▶ [Try it]:
Copy out, word for word, the lines from the start of the data below through the line containing "Target: bush", and no others.

Image point grounding data
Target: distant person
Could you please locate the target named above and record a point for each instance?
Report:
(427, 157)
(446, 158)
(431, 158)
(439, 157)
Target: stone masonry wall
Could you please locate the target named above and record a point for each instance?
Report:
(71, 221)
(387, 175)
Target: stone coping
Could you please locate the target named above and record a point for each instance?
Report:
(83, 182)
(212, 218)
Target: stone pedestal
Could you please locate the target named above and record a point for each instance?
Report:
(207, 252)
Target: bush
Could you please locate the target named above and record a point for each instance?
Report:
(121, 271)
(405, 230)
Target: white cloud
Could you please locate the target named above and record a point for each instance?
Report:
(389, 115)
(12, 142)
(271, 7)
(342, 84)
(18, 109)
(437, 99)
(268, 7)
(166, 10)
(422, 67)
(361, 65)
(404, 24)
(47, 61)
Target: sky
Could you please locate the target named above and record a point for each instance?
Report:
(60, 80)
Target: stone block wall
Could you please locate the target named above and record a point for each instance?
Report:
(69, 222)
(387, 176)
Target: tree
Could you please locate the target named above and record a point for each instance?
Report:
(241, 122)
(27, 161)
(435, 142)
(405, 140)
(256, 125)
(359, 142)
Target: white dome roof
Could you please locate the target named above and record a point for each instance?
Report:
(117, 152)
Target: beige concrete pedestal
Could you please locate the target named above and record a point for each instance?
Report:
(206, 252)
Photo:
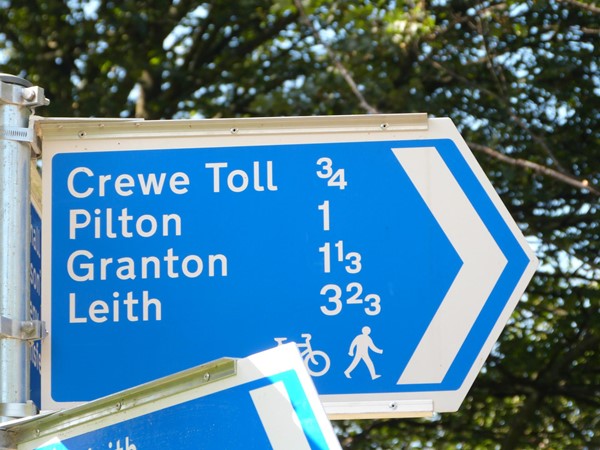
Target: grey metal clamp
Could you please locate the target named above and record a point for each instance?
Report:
(28, 330)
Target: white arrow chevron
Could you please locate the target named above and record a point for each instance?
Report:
(483, 263)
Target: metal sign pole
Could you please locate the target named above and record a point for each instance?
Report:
(17, 100)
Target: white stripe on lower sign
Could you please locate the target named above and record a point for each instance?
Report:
(277, 415)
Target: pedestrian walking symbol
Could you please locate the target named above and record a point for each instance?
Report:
(359, 348)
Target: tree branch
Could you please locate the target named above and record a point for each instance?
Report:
(537, 168)
(585, 6)
(335, 59)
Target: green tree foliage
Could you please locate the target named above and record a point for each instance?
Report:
(521, 78)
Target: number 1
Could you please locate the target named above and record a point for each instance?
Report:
(325, 208)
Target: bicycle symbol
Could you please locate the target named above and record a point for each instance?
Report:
(316, 361)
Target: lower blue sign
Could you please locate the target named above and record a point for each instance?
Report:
(227, 419)
(267, 400)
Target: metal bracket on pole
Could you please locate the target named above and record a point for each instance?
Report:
(16, 134)
(28, 330)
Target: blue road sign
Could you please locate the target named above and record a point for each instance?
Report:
(384, 252)
(264, 401)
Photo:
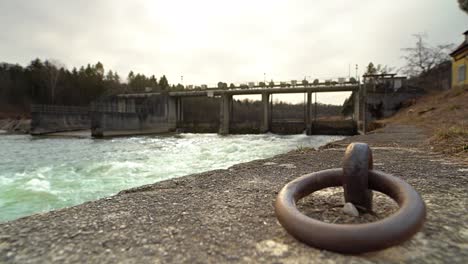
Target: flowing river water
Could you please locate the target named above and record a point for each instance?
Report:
(45, 173)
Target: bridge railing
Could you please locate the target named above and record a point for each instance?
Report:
(59, 109)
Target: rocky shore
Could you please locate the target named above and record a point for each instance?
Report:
(228, 216)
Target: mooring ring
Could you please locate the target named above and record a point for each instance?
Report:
(351, 238)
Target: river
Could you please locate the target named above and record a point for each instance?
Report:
(45, 173)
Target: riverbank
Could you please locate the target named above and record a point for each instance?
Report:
(15, 125)
(228, 216)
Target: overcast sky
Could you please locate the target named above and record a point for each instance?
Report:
(207, 41)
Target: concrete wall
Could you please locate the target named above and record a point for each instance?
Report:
(319, 127)
(133, 116)
(47, 119)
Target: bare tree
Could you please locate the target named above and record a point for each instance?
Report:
(52, 75)
(422, 58)
(463, 5)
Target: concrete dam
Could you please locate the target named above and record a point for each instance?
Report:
(163, 112)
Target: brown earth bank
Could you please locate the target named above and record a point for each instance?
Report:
(228, 216)
(443, 116)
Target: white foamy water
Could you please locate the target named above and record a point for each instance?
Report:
(41, 174)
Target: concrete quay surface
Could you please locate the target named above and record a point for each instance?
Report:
(228, 216)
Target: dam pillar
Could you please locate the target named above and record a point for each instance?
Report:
(265, 126)
(225, 114)
(171, 110)
(308, 121)
(180, 109)
(360, 109)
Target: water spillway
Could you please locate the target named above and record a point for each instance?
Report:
(43, 174)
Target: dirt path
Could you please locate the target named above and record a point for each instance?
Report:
(227, 215)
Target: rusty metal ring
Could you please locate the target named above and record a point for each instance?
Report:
(349, 238)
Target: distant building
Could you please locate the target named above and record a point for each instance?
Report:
(460, 63)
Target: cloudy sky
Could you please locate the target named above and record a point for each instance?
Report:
(207, 41)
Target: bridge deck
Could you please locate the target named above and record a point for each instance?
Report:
(268, 90)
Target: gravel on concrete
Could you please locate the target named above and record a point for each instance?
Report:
(228, 216)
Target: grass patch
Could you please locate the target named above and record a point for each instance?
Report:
(452, 132)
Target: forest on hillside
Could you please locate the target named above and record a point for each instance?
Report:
(48, 82)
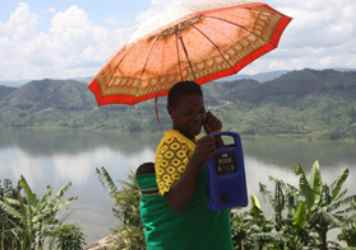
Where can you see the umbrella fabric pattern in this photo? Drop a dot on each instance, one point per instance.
(203, 46)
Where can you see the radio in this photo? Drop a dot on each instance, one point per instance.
(226, 178)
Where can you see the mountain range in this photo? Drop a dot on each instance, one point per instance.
(312, 103)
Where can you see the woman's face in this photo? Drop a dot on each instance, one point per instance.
(188, 115)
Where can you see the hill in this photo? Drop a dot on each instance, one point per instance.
(307, 103)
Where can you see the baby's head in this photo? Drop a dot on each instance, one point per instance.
(185, 106)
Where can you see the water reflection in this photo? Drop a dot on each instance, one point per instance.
(58, 157)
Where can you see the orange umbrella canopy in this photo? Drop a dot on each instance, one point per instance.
(203, 46)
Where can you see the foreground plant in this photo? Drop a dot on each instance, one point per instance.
(129, 233)
(303, 214)
(33, 220)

▶ [Solution to the problem]:
Target: distant person
Could you please locate the target named above and record a point for each instance?
Report:
(427, 157)
(446, 158)
(431, 158)
(439, 157)
Target: stone masonry wall
Could you please locate the target named above and record a point for each instance?
Report:
(71, 221)
(387, 175)
Target: stone coping
Could you please locate the target named above and record a point for each instance?
Report:
(83, 182)
(212, 218)
Target: stone pedestal
Could you please locate the target named above and record a point for each instance?
Report:
(207, 252)
Target: bush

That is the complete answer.